Only the lines from the line containing "pole in the photo above." to the end of the records, both included, belong in the answer, copied exactly.

[Referring expression pointing data]
^^^^^^^^

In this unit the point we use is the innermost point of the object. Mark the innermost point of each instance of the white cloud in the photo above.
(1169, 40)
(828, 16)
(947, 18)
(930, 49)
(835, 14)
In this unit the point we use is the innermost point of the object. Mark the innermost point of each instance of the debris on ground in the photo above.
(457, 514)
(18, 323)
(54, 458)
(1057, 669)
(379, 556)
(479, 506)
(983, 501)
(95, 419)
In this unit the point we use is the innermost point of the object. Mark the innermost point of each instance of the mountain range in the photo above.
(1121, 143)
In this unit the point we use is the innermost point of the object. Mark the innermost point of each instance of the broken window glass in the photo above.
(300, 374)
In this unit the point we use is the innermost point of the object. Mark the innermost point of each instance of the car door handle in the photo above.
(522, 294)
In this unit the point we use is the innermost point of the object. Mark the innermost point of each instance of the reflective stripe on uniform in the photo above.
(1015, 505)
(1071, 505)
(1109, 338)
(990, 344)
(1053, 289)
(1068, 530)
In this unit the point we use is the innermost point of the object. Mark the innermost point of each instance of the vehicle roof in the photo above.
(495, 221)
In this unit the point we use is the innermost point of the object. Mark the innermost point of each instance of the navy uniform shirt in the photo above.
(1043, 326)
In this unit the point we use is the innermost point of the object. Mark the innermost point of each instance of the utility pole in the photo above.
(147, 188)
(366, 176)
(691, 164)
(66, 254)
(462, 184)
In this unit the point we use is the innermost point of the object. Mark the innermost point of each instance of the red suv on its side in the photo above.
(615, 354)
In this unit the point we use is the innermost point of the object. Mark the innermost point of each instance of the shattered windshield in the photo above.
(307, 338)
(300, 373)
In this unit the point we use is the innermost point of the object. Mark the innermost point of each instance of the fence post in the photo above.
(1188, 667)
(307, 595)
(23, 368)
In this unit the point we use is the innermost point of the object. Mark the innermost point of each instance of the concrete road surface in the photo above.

^^^^^^^^

* _Result_:
In this unit the point we use is the innermost point of the object. Mark the innermost point of each instance of the utility pole in the photo above.
(147, 188)
(366, 176)
(691, 164)
(66, 254)
(462, 184)
In this unit the point we use is the innermost point of the object. Mark the innermost point of each instance of the red suv on its side in the photo above.
(615, 354)
In this unit the point we use is the innermost point of the object. Mark the innermost point of each instance of the shattered windshield in the photo above.
(307, 338)
(300, 373)
In this unit the point we use is the innermost point of the object. Mark the innermost point of each instance of the fence post in the photo above.
(1188, 667)
(307, 595)
(23, 368)
In this unit the point we use is the innermost point of the object. Mark the innermost point of each instance of the concrete road surface in the photo above.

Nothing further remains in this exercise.